## WHAT THE EXERCISE ASKS
When you reach a picture, pass over it; otherwise repeat the listing word for word.

# # # #

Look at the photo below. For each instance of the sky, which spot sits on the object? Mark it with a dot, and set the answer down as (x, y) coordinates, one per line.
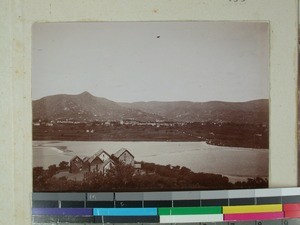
(152, 61)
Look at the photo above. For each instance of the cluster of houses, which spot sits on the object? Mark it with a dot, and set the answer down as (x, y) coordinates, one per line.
(101, 161)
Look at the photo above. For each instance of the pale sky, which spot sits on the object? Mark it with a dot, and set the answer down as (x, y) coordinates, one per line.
(152, 61)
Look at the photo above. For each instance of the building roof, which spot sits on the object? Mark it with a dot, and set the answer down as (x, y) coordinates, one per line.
(100, 152)
(76, 156)
(107, 161)
(93, 157)
(121, 151)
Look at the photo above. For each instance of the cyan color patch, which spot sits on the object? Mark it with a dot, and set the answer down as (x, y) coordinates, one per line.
(125, 211)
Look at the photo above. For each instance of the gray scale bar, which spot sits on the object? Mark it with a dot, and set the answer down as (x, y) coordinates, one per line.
(100, 196)
(58, 196)
(128, 196)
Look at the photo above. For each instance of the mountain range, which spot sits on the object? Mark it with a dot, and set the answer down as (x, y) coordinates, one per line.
(87, 108)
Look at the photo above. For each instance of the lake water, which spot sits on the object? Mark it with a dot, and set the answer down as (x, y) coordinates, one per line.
(198, 156)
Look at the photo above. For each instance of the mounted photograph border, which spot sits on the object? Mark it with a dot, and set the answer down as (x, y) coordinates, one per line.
(17, 18)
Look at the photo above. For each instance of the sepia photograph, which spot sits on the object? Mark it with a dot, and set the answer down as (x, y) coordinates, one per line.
(150, 106)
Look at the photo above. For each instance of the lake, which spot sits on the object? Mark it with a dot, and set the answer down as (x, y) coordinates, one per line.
(233, 162)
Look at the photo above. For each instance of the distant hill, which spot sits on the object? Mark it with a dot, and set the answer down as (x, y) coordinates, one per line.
(86, 107)
(242, 112)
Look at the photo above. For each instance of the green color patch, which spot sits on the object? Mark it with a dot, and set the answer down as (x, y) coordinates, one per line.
(190, 210)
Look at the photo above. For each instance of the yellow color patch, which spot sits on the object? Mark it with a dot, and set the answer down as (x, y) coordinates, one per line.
(252, 208)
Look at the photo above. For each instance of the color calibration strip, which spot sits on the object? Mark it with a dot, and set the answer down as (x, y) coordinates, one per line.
(279, 209)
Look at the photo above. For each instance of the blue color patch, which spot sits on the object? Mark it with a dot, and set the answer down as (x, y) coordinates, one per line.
(125, 211)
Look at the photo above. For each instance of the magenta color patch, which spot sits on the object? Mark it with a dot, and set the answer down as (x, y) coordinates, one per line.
(253, 216)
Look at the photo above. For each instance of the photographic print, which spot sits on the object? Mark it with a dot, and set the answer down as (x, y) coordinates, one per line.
(150, 106)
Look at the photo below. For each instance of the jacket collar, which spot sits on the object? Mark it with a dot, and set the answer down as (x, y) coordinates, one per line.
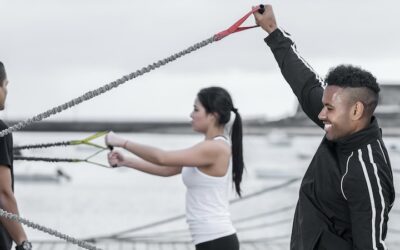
(360, 138)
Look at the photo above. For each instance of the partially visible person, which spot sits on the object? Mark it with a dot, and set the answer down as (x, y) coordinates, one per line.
(347, 192)
(9, 230)
(208, 168)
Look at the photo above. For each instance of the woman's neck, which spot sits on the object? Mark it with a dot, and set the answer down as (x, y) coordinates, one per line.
(214, 132)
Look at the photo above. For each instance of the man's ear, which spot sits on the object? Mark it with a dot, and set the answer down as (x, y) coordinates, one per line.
(357, 111)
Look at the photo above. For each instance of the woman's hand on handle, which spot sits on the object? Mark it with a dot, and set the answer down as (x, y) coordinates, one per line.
(266, 20)
(114, 140)
(115, 159)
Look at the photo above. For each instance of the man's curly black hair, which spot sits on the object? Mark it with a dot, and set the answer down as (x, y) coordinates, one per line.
(361, 83)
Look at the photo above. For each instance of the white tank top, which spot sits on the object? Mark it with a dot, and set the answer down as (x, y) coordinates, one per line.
(207, 203)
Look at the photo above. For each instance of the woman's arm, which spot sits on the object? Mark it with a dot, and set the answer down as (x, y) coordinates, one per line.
(117, 159)
(202, 154)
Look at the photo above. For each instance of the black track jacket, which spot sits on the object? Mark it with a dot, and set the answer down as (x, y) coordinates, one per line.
(347, 192)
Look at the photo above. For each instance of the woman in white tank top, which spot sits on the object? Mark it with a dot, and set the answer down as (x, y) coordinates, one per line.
(208, 168)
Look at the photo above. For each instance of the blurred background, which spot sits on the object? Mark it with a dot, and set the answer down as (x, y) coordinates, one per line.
(55, 51)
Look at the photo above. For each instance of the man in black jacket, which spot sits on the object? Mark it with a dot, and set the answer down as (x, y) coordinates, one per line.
(347, 192)
(9, 230)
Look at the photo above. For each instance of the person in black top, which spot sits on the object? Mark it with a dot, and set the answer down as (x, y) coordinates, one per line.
(347, 191)
(9, 230)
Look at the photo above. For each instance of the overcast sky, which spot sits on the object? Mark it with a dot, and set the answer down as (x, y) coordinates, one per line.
(57, 50)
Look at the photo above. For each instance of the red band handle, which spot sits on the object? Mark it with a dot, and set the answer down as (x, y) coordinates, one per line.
(236, 26)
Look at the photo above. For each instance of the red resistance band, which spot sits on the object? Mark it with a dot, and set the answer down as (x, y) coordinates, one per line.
(236, 26)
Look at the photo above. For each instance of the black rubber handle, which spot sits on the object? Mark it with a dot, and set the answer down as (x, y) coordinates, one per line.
(261, 10)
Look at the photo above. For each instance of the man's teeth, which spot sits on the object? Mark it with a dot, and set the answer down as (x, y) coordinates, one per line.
(327, 126)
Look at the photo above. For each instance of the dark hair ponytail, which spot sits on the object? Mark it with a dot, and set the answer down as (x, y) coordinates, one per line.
(218, 100)
(3, 75)
(237, 152)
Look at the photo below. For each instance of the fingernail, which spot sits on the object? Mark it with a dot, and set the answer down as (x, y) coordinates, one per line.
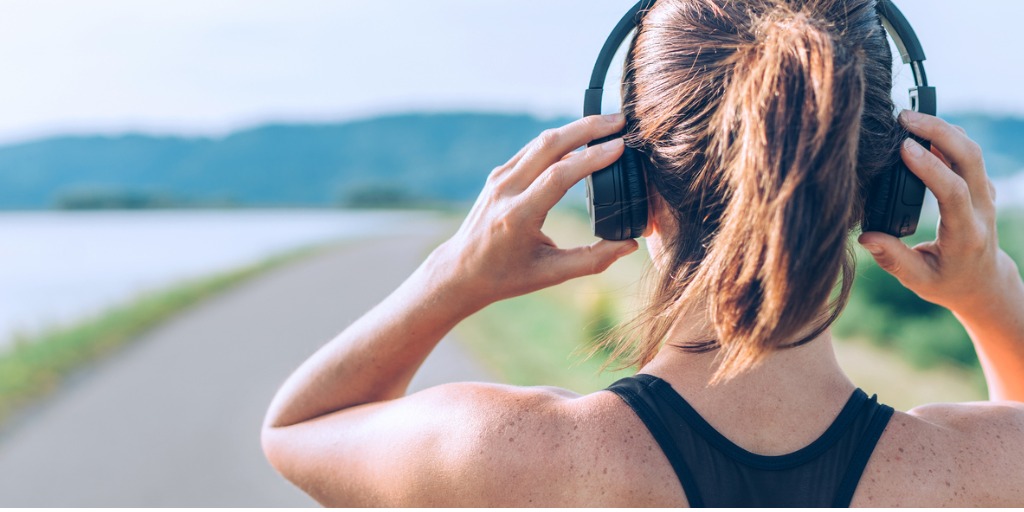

# # # #

## EXERCISE SOLUTION
Look at the photo below. For each instance of the sky, which spot sits on the object? Mark it with a dot, and set the answer down as (x, y) coordinates, one per line.
(152, 61)
Look at the photo above. For each instance of the cluster of houses, which spot sits on the object? Mark it with a dot, and set the answer down as (x, y) coordinates, one per line.
(101, 161)
Look at the photo above. For each instance of the pale sky, which spot sits on the object? Mark it with a dot, and set the answer down as (x, y) coordinates, one per line.
(152, 61)
Look at the photo above. For each instance of the building roof, which spot sits on the object? Mark it with a dot, and set the answer down as (x, y) coordinates, one per line.
(100, 152)
(76, 156)
(107, 161)
(93, 157)
(121, 151)
Look at the photo above. For each instance of the cyan color patch, which spot sits on the object? Mark it with a dot, and set the answer down as (x, y) coordinates, one per line.
(125, 211)
Look at the photo above. For each instance of the gray scale bar, which spot sits on the object? Mark it with a dot, and set the answer down as (x, y) coordinates, one per line.
(100, 196)
(58, 196)
(128, 196)
Look at the photo above. For each instance of the mountain range, which spot sits on the object? Mark it with a dot, and set the answer down as (x, y) coordinates, one per line.
(87, 108)
Look at the photo above. For each instance of the lake water, which spot sits on the object? Mark it with a dot, and set the answer down as (x, y) coordinates, one per line.
(198, 156)
Look at the photo above. For each instance of the mounted photograph border, which spot sits on the object? Mark it with a dot, and set the answer down as (x, y) coordinates, one per line.
(17, 18)
Look at the photo above. For each instance of the sepia photograph, which spot sits on the object? Mark it with a dot, and set the answer down as (x, y) coordinates, one per line.
(150, 106)
Look at the photo above. For each instance of the lake, which spot sits on the object? Mark it with a dot, and set the answer down as (x, y) coordinates, one per line.
(233, 162)
Look at the photo above. For each instance of the distant hill, which spot sits on the object? Mark it with a dot, and set the answer down as (x, y) coordinates, one per line.
(86, 107)
(242, 112)
Look at the photo above. For each instance of the green color patch, which spot sits on the object? Mark it with a dot, and set the answer down as (x, y) coordinates, one per line.
(190, 210)
Look at the photo above. For each instance of the yellow color patch, which spot sits on the object? Mark it with a dot, and set the answer down as (x, y) coordinates, one per line.
(252, 208)
Look at the photo above. For each instance of the color calibration strip, which spot sits on the object? Mark it with a dot, and set the answer down as (x, y) coordinates, one per line.
(279, 209)
Look at the photo above. For each instance of the blue color patch, which spot sits on the object? Mark it with a dot, and set the answer down as (x, y) coordinates, one per line.
(125, 211)
Look at the photo above. For each instance of the magenta color patch, which spot sits on the object? Mark it with a dot, and set the answer down as (x, y) coordinates, one per line.
(253, 216)
Look at the photo above. For each instance of the photographic print, which spot sits on the object? Mark it with a dot, and set the answer down as (x, y) coordinates, one per line.
(150, 106)
Look at the photo below. For each instance of the jacket collar, which spot sits on the object? Mark it with a dot, and set the answer down as (x, y) coordinates, one per line.
(360, 138)
Look at the photo above. For each instance of the partially visible person, which spot sits on the object? Mark it with a dot, and set the answer down as (x, y) coordinates, one per line.
(347, 192)
(9, 230)
(208, 168)
Look at the photo above. For each instance of the woman's neck, which spot sits on the object? Mark it with a dot, and set the answer down as (x, y) coordinates, one per line.
(214, 132)
Look at the photo above. For each instance of the man's ear, which spot sits on the object? Mark it with a dot, and set the answer down as (x, y) coordinates, one per line.
(357, 111)
Look at the photo above. For each instance of the woman's hand on handle, which spot sits on the object? Mark it with a dot, and set the answer down as (x, y) coordinates, one per line.
(266, 20)
(114, 140)
(115, 159)
Look at the photo above. For each instance of the man's curly black hair, which spot sits on the object? Mark it with a dot, and set the answer down as (x, y) coordinates, one per line.
(361, 83)
Look at the photo above. For each instance of the white tank top, which spot sits on the object? Mark it with a dot, and set the answer down as (x, y) coordinates, one per line.
(207, 203)
Look at the photo above. For each instance of the woman's arm, which spot sits on the object? Mark it with a dot, and set the answer down as (x, y) coordinates, one per line.
(117, 159)
(202, 154)
Look at the photo above. For each instance of the black track jacket, which spot sits on the object? Mark it with a dot, and set the answer down as (x, y) coordinates, one per line.
(347, 192)
Look at the photo above. For each instance of the woman in white tank top, which spot sits on the object? Mark it with a dot, and set the answer down as (x, y) coordinates, one per line.
(208, 168)
Look at the photo above. For each instance of the blurred background, which spot sits on the object? Mark it with a dot, and set the answer down as (x, y) coordinates, one per line.
(55, 51)
Look at the photo above. For each instance of the man in black jacket, which spot sits on the object? Mark it with a dot, and set the answer down as (x, y) coordinates, one per line.
(347, 192)
(9, 230)
Look at the photo above. For each instance of the person in black top, which spot sits on the object? Mark it with a dot, and set the answer down as (x, y) coordinates, one per line.
(347, 191)
(9, 230)
Look at the photo above. For each instance of the overcast sky, which spot sits on the object? Mark it with a dot, and set the answer down as (x, y) coordinates, one per line.
(57, 50)
Look at the photo above. For each instance of the red band handle, which spot sits on the object? Mark it with a dot, and set the answer down as (x, y) coordinates, one per line.
(236, 26)
Look at the photo above. For each instance of the red resistance band, which spot sits on the object? Mark it with a dot, and set the answer down as (x, y) coordinates, one per line.
(236, 26)
Look at the photo above. For each instance of the black rubber handle, which spot sits on the object? Mark it with a dot, and set the answer down as (x, y) coordinates, one per line.
(261, 10)
Look at the photo above. For each instance of the man's teeth, which spot sits on the object? Mark it with a dot, and set the answer down as (x, y) coordinates, one per line.
(327, 126)
Look at the photo above. For each instance of the dark hair ponytail, which spot sits on the object? Mark it with a dot, and set the answer down as (x, y) coordinates, one per line.
(218, 100)
(3, 75)
(237, 152)
Look at the photo below. For each instance of the fingernail, which spot sits on the object? Mark it with a dot, and set the answer down as (x, y) coordinates, one per line.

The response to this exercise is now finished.